Objectives:
1/ Repeat, word for word, the part of the thread on roofing a geodesic dome house that opens with the words containing "Here you go" and closes with "not much help).".
2/ Pick up the thread on roofing a geodesic dome house after its last sentence and continue it.

Extracted text:
* BEGIN *

# Roofing a Geodesic Dome house



## carl moody (Dec 28, 2010)

I have been asked to roof a geodesic dome house. Does anyone have a simple way or formula to measure the number of squares on the house? Carl


----------



## katoman (Apr 26, 2009)

Here you go - http://en.wikipedia.org/wiki/Dome_(mathematics)


----------



## jmiller (May 14, 2010)

I'm not a calculus expert, but I don't think there is a formula for measuring surface area of a geodesic dome (a geodesic dome is not really a dome, but a polyhedron, so the link above is not much help).

From what I could tell after a google search, you have to know the surface area of the individual planes, and sum them. I.e. figure out how many shingles it will take to cover each triangle, multiply by number of triangles that size (may be that all of them are the same size, I can't remember), and then throw in some ungodly waste factor because it's all hips.

* END *

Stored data
* BEGIN *

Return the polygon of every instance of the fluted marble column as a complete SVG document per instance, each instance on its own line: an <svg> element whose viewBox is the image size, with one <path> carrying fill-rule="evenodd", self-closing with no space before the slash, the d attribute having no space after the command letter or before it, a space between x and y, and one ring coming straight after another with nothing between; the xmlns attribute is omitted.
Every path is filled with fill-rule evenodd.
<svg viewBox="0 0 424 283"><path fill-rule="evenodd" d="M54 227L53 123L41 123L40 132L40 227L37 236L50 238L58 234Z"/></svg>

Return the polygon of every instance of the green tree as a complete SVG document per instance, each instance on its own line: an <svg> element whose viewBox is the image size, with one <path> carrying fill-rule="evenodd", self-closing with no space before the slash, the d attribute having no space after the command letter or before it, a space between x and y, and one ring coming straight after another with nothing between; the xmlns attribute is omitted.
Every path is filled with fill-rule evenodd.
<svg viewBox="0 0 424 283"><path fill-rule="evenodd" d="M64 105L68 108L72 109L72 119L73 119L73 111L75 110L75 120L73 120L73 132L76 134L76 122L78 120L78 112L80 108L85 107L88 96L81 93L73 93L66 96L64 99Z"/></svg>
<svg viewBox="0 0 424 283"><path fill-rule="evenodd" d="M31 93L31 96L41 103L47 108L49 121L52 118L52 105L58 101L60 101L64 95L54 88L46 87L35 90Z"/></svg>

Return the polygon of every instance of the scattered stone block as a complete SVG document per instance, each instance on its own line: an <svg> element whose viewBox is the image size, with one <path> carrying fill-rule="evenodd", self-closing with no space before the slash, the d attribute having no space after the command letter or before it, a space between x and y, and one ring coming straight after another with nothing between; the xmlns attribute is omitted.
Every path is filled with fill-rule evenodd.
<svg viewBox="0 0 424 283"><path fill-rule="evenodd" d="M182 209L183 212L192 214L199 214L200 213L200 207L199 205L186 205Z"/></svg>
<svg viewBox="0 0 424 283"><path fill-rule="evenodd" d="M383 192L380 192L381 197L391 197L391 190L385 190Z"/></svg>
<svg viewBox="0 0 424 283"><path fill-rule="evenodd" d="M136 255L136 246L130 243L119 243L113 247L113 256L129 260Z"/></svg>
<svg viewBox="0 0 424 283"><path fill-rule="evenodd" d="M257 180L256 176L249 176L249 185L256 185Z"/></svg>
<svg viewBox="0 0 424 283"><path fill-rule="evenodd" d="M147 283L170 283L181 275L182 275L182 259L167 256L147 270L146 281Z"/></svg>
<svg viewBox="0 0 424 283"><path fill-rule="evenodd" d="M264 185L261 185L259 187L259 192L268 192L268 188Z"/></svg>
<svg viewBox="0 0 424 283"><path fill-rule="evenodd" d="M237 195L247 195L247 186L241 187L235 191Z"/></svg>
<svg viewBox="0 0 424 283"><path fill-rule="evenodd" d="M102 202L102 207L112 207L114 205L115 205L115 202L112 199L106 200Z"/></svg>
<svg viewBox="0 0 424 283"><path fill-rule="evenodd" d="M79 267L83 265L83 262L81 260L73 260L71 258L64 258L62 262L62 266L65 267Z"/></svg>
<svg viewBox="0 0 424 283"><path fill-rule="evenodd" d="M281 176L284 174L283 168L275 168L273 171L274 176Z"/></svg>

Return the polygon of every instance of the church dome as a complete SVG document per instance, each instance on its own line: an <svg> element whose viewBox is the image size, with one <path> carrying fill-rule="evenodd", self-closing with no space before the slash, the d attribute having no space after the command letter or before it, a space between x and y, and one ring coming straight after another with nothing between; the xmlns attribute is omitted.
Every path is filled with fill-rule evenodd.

* END *

Final results:
1/
Here you go - http://en.wikipedia.org/wiki/Dome_(mathematics)


----------



## jmiller (May 14, 2010)

I'm not a calculus expert, but I don't think there is a formula for measuring surface area of a geodesic dome (a geodesic dome is not really a dome, but a polyhedron, so the link above is not much help).

2/
I don't know how the ones we did were estimated either, but I could ask if you're still around.


----------



## Mr Latone (Jan 8, 2011)

The surface area could be approximated by the surface area of a sphere minus an estimated percentage that is truncated at the bottom. Try and figure out you drip edge, there is a challenge. But seriously I would imagine there would also be a pretty high waste factor on the roof .


----------



## jmiller (May 14, 2010)

Mr Latone said:


> But seriously I would imagine there would also be a pretty high waste factor on the roof .


Was the rest of your post not serious?


----------



## jmiller (May 14, 2010)

Mr Latone said:


> Try and figure out you drip edge, there is a challenge.


No. Drip edge == circumference.


----------



## tinner666 (Nov 3, 2004)

Not to mention, DE is worthless on a dome.


----------



## jmiller (May 14, 2010)

Yeah, I dont remember _any_ drip edge on the job. See. It'll be easy.


----------



## Synome (Jan 9, 2011)

What I would do is tell them straight up that it is going to be a job where the materials are just what they are. The surface area of a sphere should be greater than the dome so that gives you a max, but then you have to add waste so the sphere may be closer to right. Just one of those things where they have to understand that the cost is very hard to set beforehand, and if wasn't sure I would either turn it down or try to talk them into letting me charge them by the hour.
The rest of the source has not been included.